-- Start SUPPLIED DATA --

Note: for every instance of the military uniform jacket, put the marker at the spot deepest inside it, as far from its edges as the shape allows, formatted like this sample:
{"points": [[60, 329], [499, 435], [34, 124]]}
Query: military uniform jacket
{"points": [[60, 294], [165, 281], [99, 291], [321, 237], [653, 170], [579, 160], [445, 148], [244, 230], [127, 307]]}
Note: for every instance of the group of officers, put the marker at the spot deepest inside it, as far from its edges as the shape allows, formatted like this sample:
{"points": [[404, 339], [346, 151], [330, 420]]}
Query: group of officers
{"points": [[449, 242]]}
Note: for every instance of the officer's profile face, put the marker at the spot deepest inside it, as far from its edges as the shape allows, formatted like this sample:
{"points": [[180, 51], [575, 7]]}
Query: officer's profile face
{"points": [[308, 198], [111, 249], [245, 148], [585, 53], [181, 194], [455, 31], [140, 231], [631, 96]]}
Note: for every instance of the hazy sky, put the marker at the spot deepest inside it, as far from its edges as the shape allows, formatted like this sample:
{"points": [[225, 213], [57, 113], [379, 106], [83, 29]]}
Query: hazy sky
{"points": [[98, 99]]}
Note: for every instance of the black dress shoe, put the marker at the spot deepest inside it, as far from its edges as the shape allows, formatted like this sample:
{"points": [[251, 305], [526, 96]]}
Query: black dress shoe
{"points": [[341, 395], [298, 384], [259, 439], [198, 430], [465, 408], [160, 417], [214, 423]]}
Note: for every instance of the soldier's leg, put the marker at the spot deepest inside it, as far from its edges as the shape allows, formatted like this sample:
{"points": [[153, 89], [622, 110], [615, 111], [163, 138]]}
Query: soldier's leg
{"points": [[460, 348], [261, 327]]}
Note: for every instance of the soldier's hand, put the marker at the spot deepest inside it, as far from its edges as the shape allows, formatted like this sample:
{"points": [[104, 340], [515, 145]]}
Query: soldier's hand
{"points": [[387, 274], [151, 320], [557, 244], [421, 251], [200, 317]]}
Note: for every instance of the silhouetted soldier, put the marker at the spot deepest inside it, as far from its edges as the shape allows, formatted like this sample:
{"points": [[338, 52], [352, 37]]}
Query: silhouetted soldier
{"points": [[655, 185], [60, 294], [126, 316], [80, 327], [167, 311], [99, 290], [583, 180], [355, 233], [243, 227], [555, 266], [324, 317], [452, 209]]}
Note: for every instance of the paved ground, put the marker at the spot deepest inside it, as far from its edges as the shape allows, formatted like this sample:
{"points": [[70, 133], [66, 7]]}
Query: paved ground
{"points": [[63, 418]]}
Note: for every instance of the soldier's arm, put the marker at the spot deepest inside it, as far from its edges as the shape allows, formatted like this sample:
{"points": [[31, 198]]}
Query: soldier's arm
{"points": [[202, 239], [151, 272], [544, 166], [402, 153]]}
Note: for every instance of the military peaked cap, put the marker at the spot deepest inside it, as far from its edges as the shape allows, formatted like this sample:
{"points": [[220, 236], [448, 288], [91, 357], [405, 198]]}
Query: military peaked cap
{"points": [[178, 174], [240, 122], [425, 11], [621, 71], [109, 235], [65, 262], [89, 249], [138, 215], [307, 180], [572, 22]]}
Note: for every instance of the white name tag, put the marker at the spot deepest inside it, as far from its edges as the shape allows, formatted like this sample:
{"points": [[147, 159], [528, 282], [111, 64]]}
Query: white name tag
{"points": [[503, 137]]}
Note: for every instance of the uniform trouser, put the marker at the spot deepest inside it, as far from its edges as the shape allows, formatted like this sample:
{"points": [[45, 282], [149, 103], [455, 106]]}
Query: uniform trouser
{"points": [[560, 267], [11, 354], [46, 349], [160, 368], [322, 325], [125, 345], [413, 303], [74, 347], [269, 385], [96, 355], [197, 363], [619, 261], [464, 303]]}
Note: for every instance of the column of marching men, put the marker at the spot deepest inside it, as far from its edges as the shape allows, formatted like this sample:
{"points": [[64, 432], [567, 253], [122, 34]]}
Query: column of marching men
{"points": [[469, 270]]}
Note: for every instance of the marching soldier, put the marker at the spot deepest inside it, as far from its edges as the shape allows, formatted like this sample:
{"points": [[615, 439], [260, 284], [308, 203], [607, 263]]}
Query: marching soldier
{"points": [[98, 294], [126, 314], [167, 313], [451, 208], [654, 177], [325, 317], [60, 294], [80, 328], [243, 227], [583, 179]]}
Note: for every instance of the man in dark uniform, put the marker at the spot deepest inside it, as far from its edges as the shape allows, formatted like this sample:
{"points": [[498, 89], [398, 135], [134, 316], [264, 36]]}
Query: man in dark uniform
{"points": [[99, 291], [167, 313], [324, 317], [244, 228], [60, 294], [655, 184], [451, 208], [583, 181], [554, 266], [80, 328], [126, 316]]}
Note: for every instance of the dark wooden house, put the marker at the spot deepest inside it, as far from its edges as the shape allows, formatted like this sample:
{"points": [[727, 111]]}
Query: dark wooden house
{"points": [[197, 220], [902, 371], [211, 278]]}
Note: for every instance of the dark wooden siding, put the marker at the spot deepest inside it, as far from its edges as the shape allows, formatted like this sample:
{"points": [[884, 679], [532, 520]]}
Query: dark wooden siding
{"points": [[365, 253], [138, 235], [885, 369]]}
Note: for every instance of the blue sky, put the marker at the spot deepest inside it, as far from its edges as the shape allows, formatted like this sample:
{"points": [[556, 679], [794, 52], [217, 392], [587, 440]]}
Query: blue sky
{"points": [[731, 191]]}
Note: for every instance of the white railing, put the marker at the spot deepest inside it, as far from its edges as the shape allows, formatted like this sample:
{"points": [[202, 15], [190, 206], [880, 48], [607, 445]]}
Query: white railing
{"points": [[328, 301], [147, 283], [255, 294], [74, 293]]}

-- End SUPPLIED DATA --

WRITTEN EXERCISE: Every record should be given again exactly.

SOLUTION:
Note: for every instance of the military uniform jacket, put the marker at the spot deepest inside it, as far from its edges as the shape allows, formatted like this sample:
{"points": [[60, 329], [499, 435], [34, 124]]}
Query: military uniform jacket
{"points": [[60, 294], [165, 281], [99, 291], [321, 237], [653, 170], [579, 160], [445, 148], [244, 230], [127, 307]]}
Note: for every instance of the group of officers, put the marker at the spot deepest inside it, as far from its edges as the shape allows, formatted like this sample:
{"points": [[404, 339], [346, 151], [330, 420]]}
Query: group of officers
{"points": [[449, 242]]}
Note: for every instance of the officer's profile face, put the marker at the spot deepest inside it, as far from its edges as the shape allows, formatted like this sample:
{"points": [[180, 51], [575, 7]]}
Query: officer's profile face
{"points": [[308, 198], [111, 249], [245, 148], [585, 53], [181, 194], [455, 31], [140, 231], [631, 96]]}
Note: for every instance of the hazy sky, put the marker at the spot deepest inside it, as far from its edges as the shape allows, formatted like this sample:
{"points": [[225, 213], [57, 113], [379, 106], [83, 29]]}
Query: hazy sky
{"points": [[98, 99]]}
Note: for every instance of the black dress shoe, put the marker at the spot deepest inside it, as far from its edges as the shape allows, formatted like this sample:
{"points": [[251, 305], [526, 96]]}
Query: black dress shoe
{"points": [[341, 395], [298, 384], [259, 439], [198, 430], [465, 408], [160, 417], [214, 423]]}
Note: for every instance of the soldier's leg, put the marker at the spot deepest inside it, as far from its edges as the shape allows, formatted like this sample:
{"points": [[153, 89], [622, 110], [615, 111], [163, 138]]}
Query: soldier's leg
{"points": [[460, 348], [261, 327]]}
Note: for every instance of the soldier's hand, put the marker at the spot deepest inside it, as far from its edges as the shape allows, formatted like this sample:
{"points": [[104, 340], [515, 145]]}
Query: soldier's hand
{"points": [[387, 274], [151, 320], [557, 244], [421, 251], [200, 317]]}
Note: for every instance of the silhouetted soldier, put the marker at the spot deepest inside it, as far from its edges as the shape allows, formatted like this sample:
{"points": [[338, 52], [352, 37]]}
Query: silhouetted soldier
{"points": [[655, 185], [60, 294], [126, 316], [80, 327], [167, 311], [99, 290], [583, 180], [355, 233], [243, 227], [555, 266], [324, 317], [452, 209]]}
Note: for every instance of the paved ground, put the marker at the spot deepest inside it, as far from its edges as the shape allows, formatted like this sample:
{"points": [[70, 133], [66, 7]]}
Query: paved ground
{"points": [[63, 418]]}
Note: for every instance of the soldier's arm, put the marker at the spot deepest inside it, as far from its edges as the shape allows, formatted like this sample:
{"points": [[31, 198]]}
Query: soldier's arm
{"points": [[202, 239], [151, 272], [544, 166], [402, 153]]}
Note: for every instance of the military peaked cap, put the marker at the spot deepest inside it, as far from its edges as the shape allows, formatted like this sample:
{"points": [[220, 236], [448, 288], [91, 357], [405, 198]]}
Query: military peaked cap
{"points": [[178, 174], [240, 122], [425, 11], [621, 71], [109, 235], [65, 262], [89, 249], [138, 215], [307, 180], [572, 22]]}
Note: for every instance of the white name tag, put the marker at the spot deepest inside it, as far from its edges as the shape allows, formatted like this sample:
{"points": [[147, 159], [528, 282], [111, 64]]}
Query: white name tag
{"points": [[503, 137]]}
Note: for every instance of the uniform trouser, put the marker at the spot deepest inside it, as far from its edges as the shape allows, formatted like this sample:
{"points": [[45, 282], [149, 103], [455, 106]]}
Query: uniform trouser
{"points": [[560, 267], [11, 354], [46, 349], [160, 368], [322, 325], [125, 345], [413, 303], [74, 347], [269, 385], [96, 355], [197, 363], [619, 261], [464, 303]]}
Note: for every instance of the column of marching men, put the marker at the spot deepest inside it, as far from its edges as the shape allows, formatted like this sample:
{"points": [[64, 432], [567, 253], [122, 34]]}
Query: column of marching men
{"points": [[469, 270]]}
Note: for every instance of the marching soldier, put the marker at the spot deepest inside it, as far from its edges as the shape allows, formatted like this sample:
{"points": [[615, 439], [260, 284], [308, 203], [607, 263]]}
Query: marching soldier
{"points": [[98, 294], [126, 314], [167, 313], [451, 208], [654, 177], [325, 317], [60, 294], [80, 328], [243, 227], [583, 179]]}
Note: for every instance of the man in dark uniform, put the marker at the spot deepest inside it, as far from its edges as the shape allows, formatted like this sample:
{"points": [[498, 89], [398, 135], [134, 316], [264, 36]]}
Query: man in dark uniform
{"points": [[99, 291], [167, 313], [324, 317], [244, 228], [60, 294], [655, 184], [451, 208], [583, 181], [554, 266], [80, 328], [126, 316]]}
Note: for every instance of the dark wooden house, put the marker at the spot deepest inside it, as far from its edges as the shape allows, formatted like this sample:
{"points": [[727, 111]]}
Query: dark wooden house
{"points": [[197, 220], [902, 371], [211, 278]]}
Note: for every instance of the dark wooden siding, put the marker at the spot deepest inside it, as far from its edges as the shape allows, formatted like this sample:
{"points": [[884, 679], [532, 520]]}
Query: dark wooden siding
{"points": [[365, 253], [138, 235], [885, 369]]}
Note: for every instance of the blue sky, put the marker at the spot deepest inside it, as far from its edges as the shape allows, formatted like this sample:
{"points": [[556, 679], [794, 52], [217, 392], [587, 440]]}
Query: blue sky
{"points": [[731, 191]]}
Note: for every instance of the white railing, put the marker at the spot deepest inside it, as far from its edges as the shape allows, formatted like this sample:
{"points": [[202, 15], [190, 206], [880, 48], [607, 445]]}
Query: white railing
{"points": [[328, 301], [147, 283], [255, 294], [74, 293]]}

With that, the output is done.